-- START OF DATA LINES --

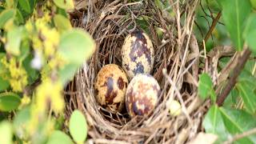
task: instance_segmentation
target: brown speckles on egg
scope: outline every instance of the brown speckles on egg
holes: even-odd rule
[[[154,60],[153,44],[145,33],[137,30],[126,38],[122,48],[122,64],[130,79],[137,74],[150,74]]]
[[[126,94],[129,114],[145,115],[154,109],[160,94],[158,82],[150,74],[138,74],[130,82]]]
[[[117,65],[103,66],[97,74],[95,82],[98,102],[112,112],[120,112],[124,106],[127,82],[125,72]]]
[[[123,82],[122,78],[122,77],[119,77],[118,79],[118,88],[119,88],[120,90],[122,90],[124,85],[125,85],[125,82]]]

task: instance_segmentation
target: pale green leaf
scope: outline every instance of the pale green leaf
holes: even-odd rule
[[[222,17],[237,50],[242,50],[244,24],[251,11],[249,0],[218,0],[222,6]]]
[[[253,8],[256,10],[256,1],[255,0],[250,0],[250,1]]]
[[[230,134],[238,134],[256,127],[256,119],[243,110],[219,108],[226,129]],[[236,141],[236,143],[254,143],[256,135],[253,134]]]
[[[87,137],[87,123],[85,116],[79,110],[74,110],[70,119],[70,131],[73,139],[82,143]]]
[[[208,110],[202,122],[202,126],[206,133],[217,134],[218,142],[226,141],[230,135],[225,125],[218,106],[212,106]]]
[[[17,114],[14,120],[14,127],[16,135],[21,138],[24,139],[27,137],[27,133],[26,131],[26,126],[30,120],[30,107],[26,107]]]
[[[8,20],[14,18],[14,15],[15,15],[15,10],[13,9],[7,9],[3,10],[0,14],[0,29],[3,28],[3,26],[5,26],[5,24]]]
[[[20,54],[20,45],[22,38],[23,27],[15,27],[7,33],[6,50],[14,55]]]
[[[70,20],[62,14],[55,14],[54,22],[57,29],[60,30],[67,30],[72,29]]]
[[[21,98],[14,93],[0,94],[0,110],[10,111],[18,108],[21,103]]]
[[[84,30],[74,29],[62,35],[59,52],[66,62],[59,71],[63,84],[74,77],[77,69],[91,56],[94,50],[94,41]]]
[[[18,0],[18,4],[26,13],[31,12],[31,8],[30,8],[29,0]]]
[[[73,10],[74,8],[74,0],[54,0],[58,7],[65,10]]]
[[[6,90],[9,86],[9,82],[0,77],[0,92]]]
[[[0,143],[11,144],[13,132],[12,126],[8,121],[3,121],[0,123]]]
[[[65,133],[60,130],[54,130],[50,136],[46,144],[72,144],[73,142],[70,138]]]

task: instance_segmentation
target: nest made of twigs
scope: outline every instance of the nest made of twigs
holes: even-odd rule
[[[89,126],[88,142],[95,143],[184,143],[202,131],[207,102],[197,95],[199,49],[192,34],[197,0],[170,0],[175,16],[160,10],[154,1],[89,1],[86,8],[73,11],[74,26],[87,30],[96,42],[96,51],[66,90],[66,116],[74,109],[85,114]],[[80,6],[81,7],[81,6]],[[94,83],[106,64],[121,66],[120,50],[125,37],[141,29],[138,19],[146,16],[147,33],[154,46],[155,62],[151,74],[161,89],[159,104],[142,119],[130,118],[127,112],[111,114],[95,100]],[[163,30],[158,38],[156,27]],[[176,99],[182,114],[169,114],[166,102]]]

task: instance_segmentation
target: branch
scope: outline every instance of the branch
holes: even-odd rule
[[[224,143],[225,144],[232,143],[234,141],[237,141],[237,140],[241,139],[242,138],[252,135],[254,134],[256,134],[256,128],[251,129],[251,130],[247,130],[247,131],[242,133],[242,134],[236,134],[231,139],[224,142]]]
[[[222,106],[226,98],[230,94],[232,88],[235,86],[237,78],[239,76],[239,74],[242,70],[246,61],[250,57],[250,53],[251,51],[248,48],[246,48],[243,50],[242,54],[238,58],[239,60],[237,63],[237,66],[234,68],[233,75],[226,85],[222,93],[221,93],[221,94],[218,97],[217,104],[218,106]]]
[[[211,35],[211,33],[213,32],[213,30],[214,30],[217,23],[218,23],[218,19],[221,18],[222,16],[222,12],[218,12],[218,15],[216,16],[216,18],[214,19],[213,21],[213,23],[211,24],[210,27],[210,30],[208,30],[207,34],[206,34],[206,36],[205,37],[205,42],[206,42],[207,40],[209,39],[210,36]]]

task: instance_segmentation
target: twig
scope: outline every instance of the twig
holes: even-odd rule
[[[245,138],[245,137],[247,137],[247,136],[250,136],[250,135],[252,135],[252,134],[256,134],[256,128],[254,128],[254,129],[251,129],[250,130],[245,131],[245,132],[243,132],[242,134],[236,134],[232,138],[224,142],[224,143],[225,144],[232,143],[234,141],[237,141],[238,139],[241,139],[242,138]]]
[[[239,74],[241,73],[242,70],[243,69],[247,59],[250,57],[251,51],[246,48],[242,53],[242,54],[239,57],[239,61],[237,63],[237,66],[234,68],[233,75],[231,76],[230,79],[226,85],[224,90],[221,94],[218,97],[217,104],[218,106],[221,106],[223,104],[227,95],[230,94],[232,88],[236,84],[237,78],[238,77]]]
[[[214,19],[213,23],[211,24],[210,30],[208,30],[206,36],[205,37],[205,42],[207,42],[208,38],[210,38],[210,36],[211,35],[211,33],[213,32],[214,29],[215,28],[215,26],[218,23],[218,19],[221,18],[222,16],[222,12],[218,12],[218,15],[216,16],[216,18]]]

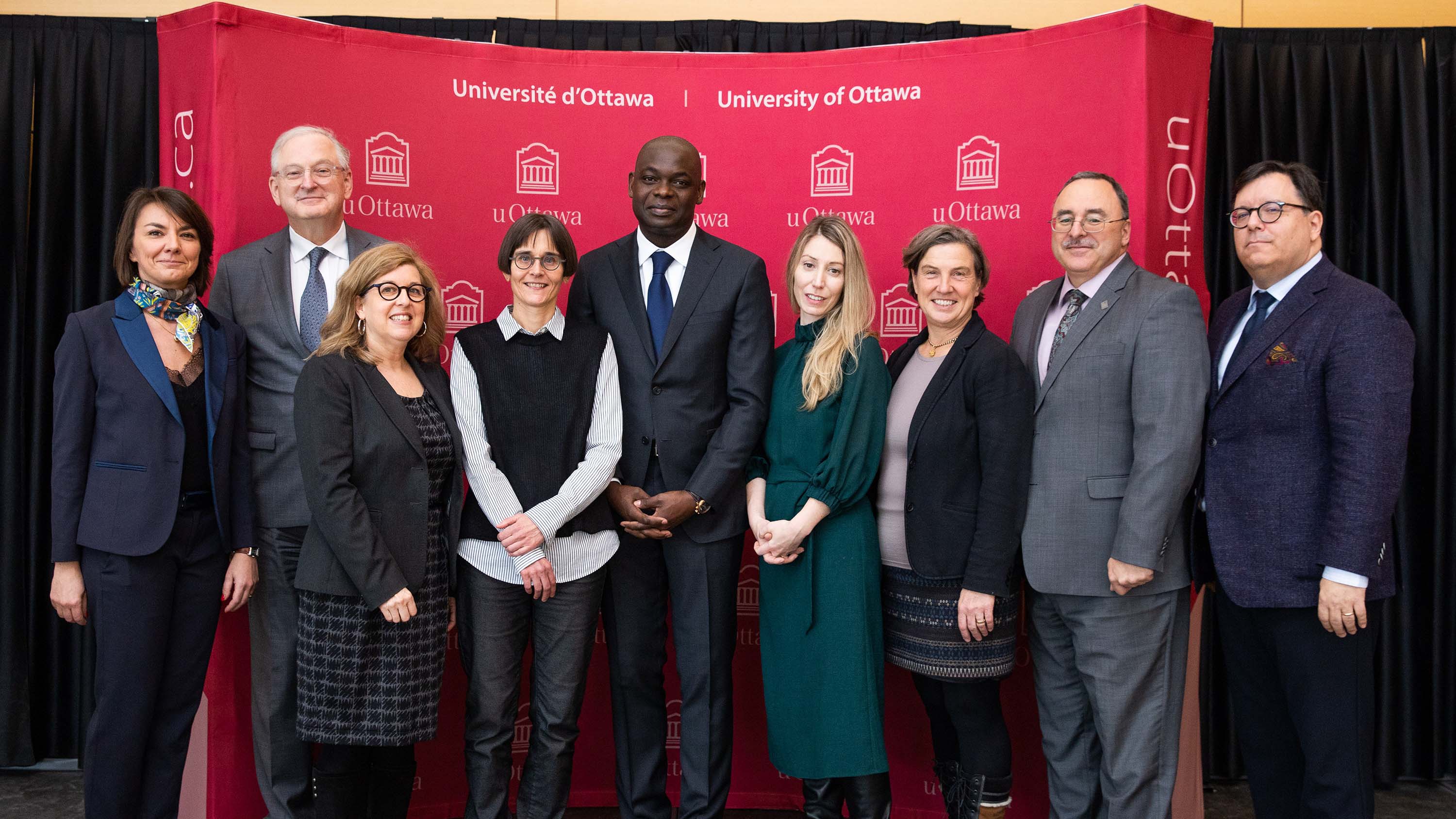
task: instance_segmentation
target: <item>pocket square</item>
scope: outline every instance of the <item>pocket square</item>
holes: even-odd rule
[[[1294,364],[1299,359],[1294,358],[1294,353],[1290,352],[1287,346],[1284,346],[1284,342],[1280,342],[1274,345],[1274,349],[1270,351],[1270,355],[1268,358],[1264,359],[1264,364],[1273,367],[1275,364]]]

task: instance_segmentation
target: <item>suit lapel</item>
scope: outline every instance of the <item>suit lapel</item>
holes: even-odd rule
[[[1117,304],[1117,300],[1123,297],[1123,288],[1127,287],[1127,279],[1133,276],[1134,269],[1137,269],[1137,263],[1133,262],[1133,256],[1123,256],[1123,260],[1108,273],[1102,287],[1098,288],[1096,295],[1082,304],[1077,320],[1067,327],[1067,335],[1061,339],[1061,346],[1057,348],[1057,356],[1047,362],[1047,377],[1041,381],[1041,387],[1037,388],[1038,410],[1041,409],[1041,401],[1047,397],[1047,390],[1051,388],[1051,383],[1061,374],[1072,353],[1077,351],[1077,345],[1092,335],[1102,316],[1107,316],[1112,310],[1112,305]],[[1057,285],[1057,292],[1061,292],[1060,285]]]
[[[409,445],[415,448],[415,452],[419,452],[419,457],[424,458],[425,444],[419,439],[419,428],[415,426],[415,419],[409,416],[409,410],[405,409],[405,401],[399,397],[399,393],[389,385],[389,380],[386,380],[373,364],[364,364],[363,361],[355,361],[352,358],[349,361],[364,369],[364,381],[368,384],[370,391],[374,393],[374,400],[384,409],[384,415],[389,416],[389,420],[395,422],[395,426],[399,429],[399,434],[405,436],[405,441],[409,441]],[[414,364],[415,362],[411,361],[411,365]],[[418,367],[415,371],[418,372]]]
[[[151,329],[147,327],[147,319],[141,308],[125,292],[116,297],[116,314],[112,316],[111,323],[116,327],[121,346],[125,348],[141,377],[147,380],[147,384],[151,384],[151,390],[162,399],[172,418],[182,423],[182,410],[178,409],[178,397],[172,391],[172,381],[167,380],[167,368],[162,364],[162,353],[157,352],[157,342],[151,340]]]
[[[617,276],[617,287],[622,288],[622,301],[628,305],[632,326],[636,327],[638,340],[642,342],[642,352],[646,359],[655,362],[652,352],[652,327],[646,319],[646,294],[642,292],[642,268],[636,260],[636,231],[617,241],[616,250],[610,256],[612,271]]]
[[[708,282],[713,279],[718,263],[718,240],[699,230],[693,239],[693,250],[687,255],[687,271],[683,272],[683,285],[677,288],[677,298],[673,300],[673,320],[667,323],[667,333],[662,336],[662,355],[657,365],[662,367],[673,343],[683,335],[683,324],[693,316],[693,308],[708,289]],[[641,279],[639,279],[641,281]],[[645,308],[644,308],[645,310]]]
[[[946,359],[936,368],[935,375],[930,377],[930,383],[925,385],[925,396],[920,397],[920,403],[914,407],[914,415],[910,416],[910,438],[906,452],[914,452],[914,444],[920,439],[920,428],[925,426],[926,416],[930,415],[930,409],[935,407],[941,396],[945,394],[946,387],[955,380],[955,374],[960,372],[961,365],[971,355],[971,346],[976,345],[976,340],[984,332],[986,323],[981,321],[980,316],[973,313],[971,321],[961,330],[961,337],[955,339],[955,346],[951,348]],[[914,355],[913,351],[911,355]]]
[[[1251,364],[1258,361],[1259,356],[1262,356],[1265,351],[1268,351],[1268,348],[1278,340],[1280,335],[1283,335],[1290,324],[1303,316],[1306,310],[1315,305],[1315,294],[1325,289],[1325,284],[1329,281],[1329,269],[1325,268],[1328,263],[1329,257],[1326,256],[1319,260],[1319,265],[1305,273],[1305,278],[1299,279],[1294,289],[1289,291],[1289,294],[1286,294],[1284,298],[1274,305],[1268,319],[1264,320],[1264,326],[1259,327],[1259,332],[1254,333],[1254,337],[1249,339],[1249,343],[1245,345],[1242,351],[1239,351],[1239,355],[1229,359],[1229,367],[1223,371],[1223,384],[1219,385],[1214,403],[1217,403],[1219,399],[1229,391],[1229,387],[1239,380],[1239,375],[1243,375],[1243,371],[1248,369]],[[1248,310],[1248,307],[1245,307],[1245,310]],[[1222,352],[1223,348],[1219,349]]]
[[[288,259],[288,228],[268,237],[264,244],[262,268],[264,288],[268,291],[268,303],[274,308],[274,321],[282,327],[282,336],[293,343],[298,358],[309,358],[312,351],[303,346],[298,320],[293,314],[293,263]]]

-- END OF DATA LINES --

TASK TO COMPLETE: Count the lines in the rows above that contain the string "branch", and reply with the number alone.

COMPLETE ANSWER: 2